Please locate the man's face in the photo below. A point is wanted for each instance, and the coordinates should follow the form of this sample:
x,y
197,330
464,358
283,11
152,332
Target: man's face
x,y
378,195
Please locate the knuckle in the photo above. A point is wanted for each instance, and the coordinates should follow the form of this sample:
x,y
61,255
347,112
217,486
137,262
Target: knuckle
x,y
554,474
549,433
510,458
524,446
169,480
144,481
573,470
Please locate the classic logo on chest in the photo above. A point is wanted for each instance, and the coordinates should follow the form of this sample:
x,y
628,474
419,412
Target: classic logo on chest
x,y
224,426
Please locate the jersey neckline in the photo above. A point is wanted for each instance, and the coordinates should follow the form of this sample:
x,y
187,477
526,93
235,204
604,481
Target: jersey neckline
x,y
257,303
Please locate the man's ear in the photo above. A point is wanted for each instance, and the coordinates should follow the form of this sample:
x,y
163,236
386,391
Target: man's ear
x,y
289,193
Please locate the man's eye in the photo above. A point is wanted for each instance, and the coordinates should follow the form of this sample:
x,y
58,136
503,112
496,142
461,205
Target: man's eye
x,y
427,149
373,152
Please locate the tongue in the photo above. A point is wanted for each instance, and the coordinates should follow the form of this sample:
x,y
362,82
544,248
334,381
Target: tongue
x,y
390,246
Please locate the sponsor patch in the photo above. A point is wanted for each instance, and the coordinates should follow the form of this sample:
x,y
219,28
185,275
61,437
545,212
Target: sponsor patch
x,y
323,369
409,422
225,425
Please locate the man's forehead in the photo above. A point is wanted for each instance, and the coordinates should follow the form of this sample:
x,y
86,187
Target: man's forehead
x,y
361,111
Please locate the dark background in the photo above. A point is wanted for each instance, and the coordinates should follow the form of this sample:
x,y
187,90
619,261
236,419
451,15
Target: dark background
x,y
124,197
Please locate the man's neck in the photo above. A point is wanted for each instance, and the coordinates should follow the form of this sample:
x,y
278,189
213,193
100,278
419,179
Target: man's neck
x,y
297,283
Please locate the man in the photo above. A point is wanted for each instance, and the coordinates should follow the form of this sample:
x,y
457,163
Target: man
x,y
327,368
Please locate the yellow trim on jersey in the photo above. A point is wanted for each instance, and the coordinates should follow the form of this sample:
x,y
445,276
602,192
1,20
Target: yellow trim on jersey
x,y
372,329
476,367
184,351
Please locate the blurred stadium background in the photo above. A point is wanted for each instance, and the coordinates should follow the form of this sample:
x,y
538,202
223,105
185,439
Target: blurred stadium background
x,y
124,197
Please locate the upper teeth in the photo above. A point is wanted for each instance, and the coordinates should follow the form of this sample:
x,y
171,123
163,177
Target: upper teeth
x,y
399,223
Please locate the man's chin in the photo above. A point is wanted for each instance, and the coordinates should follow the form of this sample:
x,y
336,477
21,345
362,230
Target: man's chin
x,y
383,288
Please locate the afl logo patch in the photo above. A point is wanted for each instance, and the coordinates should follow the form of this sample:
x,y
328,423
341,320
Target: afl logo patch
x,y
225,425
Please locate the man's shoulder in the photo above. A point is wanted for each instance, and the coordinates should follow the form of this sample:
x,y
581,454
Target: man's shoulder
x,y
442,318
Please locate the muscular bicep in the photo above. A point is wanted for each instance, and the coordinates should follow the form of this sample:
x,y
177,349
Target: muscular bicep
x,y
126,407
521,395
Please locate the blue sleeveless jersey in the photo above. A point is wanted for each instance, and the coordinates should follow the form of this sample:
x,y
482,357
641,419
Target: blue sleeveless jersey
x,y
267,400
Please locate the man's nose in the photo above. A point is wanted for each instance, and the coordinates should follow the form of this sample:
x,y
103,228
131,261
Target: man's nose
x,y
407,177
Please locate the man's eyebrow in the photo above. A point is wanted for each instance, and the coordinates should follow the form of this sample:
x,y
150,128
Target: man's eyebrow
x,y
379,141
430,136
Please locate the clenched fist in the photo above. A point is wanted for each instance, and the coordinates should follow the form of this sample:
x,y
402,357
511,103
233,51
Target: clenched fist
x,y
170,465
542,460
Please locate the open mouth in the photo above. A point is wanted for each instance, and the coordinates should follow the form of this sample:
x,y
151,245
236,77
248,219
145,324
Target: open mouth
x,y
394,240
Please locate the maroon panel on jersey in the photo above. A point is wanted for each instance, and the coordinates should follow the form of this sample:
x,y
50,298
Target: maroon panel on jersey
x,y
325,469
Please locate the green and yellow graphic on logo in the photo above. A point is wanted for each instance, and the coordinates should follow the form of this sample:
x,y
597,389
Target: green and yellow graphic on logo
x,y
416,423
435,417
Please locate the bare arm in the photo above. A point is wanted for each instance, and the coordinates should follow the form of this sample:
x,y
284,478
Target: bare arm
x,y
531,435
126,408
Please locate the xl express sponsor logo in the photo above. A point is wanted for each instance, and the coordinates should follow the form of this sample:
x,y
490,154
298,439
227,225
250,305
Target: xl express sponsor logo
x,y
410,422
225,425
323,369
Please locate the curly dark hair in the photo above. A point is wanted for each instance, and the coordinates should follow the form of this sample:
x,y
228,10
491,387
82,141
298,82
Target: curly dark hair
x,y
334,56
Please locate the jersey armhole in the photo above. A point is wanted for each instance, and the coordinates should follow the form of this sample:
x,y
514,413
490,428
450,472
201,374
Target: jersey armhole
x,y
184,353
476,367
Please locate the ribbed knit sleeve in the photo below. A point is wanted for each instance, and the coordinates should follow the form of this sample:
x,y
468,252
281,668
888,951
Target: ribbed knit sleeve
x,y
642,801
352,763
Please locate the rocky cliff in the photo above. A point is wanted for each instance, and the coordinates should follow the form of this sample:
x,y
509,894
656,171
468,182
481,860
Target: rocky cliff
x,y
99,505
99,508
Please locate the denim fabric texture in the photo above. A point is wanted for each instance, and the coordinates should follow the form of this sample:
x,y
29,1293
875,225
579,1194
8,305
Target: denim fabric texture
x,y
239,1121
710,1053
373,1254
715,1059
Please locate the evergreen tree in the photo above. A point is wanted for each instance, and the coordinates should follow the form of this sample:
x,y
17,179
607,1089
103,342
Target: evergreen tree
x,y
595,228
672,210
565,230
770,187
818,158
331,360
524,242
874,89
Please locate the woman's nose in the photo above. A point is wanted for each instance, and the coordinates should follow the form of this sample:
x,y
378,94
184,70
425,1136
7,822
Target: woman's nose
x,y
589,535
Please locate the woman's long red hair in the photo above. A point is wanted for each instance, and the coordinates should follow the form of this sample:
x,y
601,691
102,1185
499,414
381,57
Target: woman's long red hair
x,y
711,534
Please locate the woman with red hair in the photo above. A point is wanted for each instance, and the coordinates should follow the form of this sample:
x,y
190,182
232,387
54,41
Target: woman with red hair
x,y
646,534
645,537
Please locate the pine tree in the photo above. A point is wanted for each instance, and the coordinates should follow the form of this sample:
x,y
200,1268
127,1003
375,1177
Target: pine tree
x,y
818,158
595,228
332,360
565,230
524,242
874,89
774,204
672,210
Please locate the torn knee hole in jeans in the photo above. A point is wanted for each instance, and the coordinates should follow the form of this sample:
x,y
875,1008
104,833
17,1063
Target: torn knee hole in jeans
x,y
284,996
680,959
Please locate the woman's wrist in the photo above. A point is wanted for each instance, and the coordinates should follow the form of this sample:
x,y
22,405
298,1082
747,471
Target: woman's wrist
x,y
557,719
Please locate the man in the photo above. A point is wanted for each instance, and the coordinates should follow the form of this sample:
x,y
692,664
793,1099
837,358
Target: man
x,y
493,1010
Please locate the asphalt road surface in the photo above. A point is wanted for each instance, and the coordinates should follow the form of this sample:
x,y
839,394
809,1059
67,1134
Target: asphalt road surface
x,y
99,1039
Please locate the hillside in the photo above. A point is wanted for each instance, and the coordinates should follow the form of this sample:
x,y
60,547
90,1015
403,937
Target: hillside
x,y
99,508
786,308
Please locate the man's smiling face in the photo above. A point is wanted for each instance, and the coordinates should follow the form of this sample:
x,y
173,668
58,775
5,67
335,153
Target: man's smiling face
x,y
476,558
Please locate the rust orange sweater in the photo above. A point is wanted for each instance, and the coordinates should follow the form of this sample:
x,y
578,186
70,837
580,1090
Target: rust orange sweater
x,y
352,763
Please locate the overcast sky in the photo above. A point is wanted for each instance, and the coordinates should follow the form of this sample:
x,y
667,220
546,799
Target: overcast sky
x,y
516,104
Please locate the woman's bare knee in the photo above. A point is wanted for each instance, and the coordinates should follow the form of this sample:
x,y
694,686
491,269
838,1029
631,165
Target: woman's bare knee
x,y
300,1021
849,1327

[What you should do] Give back, unchanged, the line that holds "Please locate the overcast" along with all lines after it through the last line above.

[Exercise answer]
Please locate the overcast sky in the photo above. A point is wanted for each instance, and the coordinates should follow the form of this sample:
x,y
667,220
546,799
Target: overcast sky
x,y
516,104
Please locate the woman's bare knee in the photo above. A point is wanted for each instance, and the coordinates should follow the form of this sample:
x,y
694,686
491,269
838,1029
631,165
Target: woman's bare knee
x,y
300,1021
849,1327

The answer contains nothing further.